[Records from a collection]
● ● ● ● ● ● ●

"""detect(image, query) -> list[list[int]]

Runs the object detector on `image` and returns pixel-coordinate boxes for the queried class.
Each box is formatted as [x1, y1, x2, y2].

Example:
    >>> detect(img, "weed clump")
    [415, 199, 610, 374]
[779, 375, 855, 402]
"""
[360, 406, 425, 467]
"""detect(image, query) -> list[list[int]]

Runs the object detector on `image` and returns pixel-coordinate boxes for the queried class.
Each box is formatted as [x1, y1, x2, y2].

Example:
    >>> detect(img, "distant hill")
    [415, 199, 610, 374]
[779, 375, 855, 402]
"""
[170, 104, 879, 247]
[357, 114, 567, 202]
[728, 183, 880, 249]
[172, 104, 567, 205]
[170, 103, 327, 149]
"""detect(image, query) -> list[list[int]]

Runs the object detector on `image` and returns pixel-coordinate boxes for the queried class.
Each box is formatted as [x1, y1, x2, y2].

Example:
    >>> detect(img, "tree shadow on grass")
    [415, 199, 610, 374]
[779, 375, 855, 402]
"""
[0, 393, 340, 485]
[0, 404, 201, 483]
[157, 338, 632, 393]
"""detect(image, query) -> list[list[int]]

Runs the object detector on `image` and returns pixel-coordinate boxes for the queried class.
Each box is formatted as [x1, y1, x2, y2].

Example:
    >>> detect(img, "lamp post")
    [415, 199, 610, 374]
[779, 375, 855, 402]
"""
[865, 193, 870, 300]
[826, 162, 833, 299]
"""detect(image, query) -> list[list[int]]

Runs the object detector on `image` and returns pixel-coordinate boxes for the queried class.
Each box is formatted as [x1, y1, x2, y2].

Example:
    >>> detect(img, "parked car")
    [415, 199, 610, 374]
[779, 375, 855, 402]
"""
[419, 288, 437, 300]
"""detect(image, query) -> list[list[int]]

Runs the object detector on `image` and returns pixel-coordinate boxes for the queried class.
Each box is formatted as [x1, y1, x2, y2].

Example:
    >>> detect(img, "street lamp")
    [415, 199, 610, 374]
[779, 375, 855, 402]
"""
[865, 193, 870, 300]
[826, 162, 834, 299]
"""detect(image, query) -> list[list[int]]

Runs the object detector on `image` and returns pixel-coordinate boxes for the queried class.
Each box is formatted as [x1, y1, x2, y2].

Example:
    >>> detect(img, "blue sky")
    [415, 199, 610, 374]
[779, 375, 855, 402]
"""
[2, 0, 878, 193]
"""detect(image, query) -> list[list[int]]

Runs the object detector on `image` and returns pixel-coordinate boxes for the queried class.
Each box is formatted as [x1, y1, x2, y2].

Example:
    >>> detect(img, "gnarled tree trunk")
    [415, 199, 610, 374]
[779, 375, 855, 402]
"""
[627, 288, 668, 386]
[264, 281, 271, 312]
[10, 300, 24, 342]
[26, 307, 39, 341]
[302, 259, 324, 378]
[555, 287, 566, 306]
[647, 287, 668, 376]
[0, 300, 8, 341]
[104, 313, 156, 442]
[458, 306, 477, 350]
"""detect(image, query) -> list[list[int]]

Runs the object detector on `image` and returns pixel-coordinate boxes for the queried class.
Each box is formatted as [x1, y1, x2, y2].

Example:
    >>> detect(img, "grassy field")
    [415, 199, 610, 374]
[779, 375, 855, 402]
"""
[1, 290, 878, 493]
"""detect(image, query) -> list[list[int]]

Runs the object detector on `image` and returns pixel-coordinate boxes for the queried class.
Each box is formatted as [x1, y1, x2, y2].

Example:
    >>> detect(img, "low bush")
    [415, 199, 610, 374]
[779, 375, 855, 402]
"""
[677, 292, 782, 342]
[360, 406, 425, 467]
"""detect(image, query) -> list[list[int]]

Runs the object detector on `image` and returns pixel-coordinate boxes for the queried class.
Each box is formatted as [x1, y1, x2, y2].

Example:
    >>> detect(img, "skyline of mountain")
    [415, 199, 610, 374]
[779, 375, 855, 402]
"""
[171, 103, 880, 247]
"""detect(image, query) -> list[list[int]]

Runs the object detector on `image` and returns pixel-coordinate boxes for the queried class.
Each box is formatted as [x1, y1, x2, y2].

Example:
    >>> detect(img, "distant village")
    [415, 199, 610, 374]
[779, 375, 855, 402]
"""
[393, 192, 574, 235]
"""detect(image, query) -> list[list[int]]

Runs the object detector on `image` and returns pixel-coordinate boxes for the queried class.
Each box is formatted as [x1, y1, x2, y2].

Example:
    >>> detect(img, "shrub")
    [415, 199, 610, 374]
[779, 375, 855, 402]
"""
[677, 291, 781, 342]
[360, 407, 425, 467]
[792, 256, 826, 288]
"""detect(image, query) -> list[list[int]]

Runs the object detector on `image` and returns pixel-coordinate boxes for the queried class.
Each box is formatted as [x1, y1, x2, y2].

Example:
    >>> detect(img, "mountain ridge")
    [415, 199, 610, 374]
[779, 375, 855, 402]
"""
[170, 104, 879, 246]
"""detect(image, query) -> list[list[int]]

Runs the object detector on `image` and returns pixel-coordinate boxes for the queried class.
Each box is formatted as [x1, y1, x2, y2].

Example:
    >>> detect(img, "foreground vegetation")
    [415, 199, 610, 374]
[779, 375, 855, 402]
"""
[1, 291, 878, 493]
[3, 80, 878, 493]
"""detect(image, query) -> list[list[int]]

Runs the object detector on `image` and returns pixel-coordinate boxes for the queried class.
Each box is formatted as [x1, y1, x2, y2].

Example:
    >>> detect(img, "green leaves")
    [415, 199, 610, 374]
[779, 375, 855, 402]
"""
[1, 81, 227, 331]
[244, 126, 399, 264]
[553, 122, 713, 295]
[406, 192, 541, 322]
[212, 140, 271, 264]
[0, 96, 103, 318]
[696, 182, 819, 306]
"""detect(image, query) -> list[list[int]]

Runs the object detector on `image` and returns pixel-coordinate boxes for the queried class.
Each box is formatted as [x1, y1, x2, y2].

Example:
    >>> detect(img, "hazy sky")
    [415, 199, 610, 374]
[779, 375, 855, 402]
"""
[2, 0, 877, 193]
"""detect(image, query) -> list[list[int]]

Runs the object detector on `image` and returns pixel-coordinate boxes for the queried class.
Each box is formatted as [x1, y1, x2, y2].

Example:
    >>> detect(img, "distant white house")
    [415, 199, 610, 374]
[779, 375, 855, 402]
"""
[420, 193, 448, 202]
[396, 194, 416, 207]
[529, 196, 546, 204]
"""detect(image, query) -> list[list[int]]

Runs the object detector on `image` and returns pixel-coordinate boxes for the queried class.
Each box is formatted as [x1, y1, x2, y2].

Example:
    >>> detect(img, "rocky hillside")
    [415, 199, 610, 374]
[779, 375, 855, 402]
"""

● ● ● ● ● ● ●

▸ **Assignment**
Every entry above should be retyped exactly as shown.

▸ **Your response**
"""detect(image, query) -> list[list[int]]

Runs the object detector on `image` and returns pixel-coordinate boxes for the queried class.
Each box is formatted as [x1, y1, x2, y2].

Example:
    >>> detect(img, "weed clump")
    [415, 199, 610, 374]
[779, 375, 855, 402]
"""
[360, 406, 425, 467]
"""detect(image, query) -> list[list[int]]

Runs the object detector on `image` and returns pixel-coordinate boxes for the queried class.
Each box is formatted as [x1, y1, x2, y2].

Example:
    >>> detect(img, "distant hill")
    [415, 199, 610, 374]
[779, 375, 855, 402]
"""
[170, 104, 879, 247]
[357, 114, 567, 202]
[728, 183, 880, 249]
[172, 104, 567, 205]
[170, 103, 327, 149]
"""detect(image, query) -> list[list[int]]

Runs the object detector on `image` and returns pixel-coordinate boxes for the queried class.
Each box is formatted as [x1, y1, x2, y2].

Example:
    >>> detect(img, "tree shadow on grass")
    [415, 199, 610, 374]
[779, 375, 855, 402]
"""
[0, 393, 340, 485]
[0, 404, 201, 483]
[157, 338, 632, 393]
"""detect(image, query) -> list[list[int]]

Runs the object detector on `image` and returns pixel-coordinate boxes for the queried class.
Each box is formatted as [x1, y1, x2, y2].

Example:
    >>> detect(img, "lamp post")
    [415, 199, 610, 374]
[779, 375, 855, 402]
"""
[865, 193, 870, 300]
[826, 162, 833, 299]
"""detect(image, query) -> list[list[int]]

Runs the object detector on `image` and returns pixel-coordinate boxes for the queried class.
Each box is formatted as [x1, y1, x2, y2].

Example:
    >>> detect(img, "parked car")
    [415, 199, 610, 374]
[779, 375, 855, 402]
"""
[419, 288, 437, 300]
"""detect(image, query) -> list[list[int]]

Runs the object detector on `image` and returns pixel-coordinate boxes for the queried class.
Each box is formatted as [x1, y1, x2, y2].

Example:
    >>> detect(img, "street lamp")
    [415, 199, 610, 374]
[779, 375, 855, 402]
"""
[865, 193, 870, 300]
[826, 162, 834, 299]
"""detect(image, query) -> list[list[int]]

Runs the object detector on `image` and returns pixel-coordinate boxes for the queried class.
Each box is formatted as [x1, y1, x2, y2].

Example:
    >>> detect(img, "blue sky")
    [415, 199, 610, 374]
[779, 375, 855, 402]
"""
[2, 0, 878, 193]
"""detect(image, query) -> list[list[int]]

Runs the object detector on `image` and returns pixel-coordinate boxes for the queried class.
Each box is formatted as [x1, y1, x2, y2].

Example:
    >>> detect(img, "gnarled tree trunk")
    [415, 199, 610, 374]
[779, 375, 855, 402]
"""
[627, 288, 668, 386]
[264, 281, 271, 312]
[10, 300, 24, 342]
[26, 307, 39, 341]
[302, 259, 324, 378]
[555, 287, 566, 306]
[647, 287, 668, 376]
[0, 300, 8, 341]
[104, 313, 156, 442]
[458, 306, 477, 350]
"""detect(image, query) -> list[list[int]]

Runs the object detector on `image` and returns pixel-coordinate boxes for the queried class.
Each box is formatted as [x1, y1, x2, y2].

Example:
    >>> detect(img, "grassy field")
    [415, 199, 610, 374]
[779, 375, 855, 402]
"""
[1, 290, 878, 493]
"""detect(image, query) -> list[list[int]]

Runs the object detector on `image` and returns pixel-coordinate boxes for the queried class.
Each box is formatted as [x1, y1, x2, y2].

Example:
    >>> detect(img, "low bush")
    [415, 199, 610, 374]
[779, 375, 855, 402]
"""
[677, 292, 782, 342]
[360, 406, 425, 467]
"""detect(image, query) -> list[list[int]]

Runs the object detector on `image` and returns pixel-coordinate boxes for the queried class.
Each box is formatted as [x1, y1, x2, y2].

Example:
    >>> detect(img, "skyline of mountain")
    [415, 199, 610, 374]
[779, 375, 855, 402]
"""
[171, 103, 880, 247]
"""detect(image, query) -> list[list[int]]

Runs the object detector on `image` and returns pixel-coordinate boxes for the queried class.
Each box is formatted as [x1, y1, x2, y2].

Example:
    >>> detect(img, "distant village")
    [415, 199, 610, 374]
[779, 375, 855, 402]
"""
[393, 192, 574, 235]
"""detect(image, query) -> list[list[int]]

Runs the object detector on `image` and returns pixel-coordinate boxes for the queried class.
Each box is formatted as [x1, y1, x2, y2].

Example:
    >>> detect(img, "shrub")
    [415, 199, 610, 374]
[779, 375, 855, 402]
"""
[677, 291, 781, 342]
[360, 407, 425, 467]
[792, 256, 826, 288]
"""detect(image, query) -> list[list[int]]

Runs the object detector on `image` and returns pixel-coordinate boxes for the queried class.
Each box is formatted as [x1, y1, x2, y2].

Example:
    >>> detect(img, "mountain ridge")
    [415, 199, 610, 374]
[779, 375, 855, 402]
"""
[170, 104, 879, 246]
"""detect(image, query) -> list[list[int]]

Runs the object detector on `image` and returns pixel-coordinate boxes for the queried class.
Each box is formatted as [x1, y1, x2, y2].

Example:
    >>> detect(img, "foreground vegetation")
    [415, 199, 610, 374]
[779, 375, 855, 402]
"""
[1, 291, 878, 493]
[3, 80, 878, 493]
"""detect(image, query) -> list[list[int]]

Runs the object detector on `image` and returns pixel-coordinate boxes for the queried class.
Each box is formatted as [x1, y1, x2, y2].

Example:
    >>> detect(img, "green leaves")
    [415, 199, 610, 374]
[779, 375, 855, 402]
"""
[1, 81, 227, 331]
[244, 126, 399, 264]
[553, 122, 713, 295]
[406, 192, 541, 322]
[212, 140, 271, 264]
[0, 96, 103, 318]
[696, 182, 819, 306]
"""detect(image, query) -> list[list[int]]

Runs the object detector on `image` and returns pixel-coordinate boxes for the queried class.
Each box is formatted as [x1, y1, x2, y2].

Example:
    >>> detect(img, "hazy sky")
    [415, 199, 610, 374]
[779, 375, 855, 402]
"""
[2, 0, 877, 193]
"""detect(image, query) -> list[list[int]]

Runs the object detector on `image` and returns pixel-coordinate boxes for the queried class.
Each box is formatted as [x1, y1, x2, y2].

Example:
    >>> detect(img, "distant white house")
    [415, 199, 610, 374]
[779, 375, 855, 402]
"""
[420, 193, 448, 202]
[396, 194, 416, 207]
[529, 196, 546, 204]
"""detect(image, query) -> list[list[int]]

Runs the object detector on `image` and returns pixel-coordinate boxes for the queried class.
Each box is formatted as [x1, y1, x2, y2].

Example:
    >>> detect(img, "rocky hillside")
    [415, 199, 610, 374]
[779, 375, 855, 402]
"""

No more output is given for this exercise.